WHAT YOU WILL DO -
Count the lines of the material below that contain the string "upright", matching case exactly, and give only that number.

Raw records:
--- START ---

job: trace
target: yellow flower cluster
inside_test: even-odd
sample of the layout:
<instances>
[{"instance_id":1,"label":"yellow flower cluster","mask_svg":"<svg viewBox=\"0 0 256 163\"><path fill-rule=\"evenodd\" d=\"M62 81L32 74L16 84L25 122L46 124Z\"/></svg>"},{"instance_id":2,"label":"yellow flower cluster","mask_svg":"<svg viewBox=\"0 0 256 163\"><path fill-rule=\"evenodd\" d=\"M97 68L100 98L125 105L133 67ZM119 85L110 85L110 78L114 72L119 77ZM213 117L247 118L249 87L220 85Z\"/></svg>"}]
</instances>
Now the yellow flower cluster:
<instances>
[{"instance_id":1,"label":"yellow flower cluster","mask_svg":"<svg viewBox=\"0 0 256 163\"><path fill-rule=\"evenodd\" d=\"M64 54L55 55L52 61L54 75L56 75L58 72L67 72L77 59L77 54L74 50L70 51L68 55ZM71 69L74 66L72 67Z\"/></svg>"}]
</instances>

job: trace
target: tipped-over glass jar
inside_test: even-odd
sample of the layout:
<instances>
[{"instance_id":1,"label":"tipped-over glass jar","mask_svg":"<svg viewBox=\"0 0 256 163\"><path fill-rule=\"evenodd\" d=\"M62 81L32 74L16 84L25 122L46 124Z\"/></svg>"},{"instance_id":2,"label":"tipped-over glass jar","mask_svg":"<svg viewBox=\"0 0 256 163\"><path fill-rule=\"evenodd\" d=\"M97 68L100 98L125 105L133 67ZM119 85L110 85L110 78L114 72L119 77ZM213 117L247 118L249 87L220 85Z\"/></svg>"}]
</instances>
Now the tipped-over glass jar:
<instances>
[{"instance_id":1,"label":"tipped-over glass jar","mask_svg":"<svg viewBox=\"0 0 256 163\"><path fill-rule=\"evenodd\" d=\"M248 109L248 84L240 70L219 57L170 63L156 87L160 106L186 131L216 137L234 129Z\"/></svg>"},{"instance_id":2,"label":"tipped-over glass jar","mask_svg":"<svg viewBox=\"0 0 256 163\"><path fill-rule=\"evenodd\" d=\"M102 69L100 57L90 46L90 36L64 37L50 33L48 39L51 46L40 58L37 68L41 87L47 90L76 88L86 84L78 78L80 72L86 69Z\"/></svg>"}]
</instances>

--- END ---
--- START ---

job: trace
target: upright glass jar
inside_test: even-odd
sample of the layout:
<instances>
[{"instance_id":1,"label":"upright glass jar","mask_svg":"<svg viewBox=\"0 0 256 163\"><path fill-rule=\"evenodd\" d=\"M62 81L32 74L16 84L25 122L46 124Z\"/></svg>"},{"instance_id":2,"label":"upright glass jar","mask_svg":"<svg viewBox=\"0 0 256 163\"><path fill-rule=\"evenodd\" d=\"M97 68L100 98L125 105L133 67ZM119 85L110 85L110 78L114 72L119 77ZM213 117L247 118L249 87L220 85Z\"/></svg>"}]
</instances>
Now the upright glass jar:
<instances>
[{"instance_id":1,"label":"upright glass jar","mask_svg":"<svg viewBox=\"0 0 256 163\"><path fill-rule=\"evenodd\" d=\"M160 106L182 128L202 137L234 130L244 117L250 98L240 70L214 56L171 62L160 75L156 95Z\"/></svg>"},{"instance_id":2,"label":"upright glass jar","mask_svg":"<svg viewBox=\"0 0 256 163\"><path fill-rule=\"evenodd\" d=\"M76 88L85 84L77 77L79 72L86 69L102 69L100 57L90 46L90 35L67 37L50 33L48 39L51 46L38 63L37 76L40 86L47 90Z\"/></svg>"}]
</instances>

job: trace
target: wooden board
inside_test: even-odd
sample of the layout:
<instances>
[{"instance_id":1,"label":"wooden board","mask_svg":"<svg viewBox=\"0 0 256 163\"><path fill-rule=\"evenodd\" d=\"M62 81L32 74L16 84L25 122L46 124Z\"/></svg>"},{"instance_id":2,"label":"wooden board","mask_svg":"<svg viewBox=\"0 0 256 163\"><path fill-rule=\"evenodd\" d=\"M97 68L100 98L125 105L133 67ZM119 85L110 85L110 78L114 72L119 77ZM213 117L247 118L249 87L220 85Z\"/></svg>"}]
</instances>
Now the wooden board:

--- END ---

WRITTEN RESPONSE -
4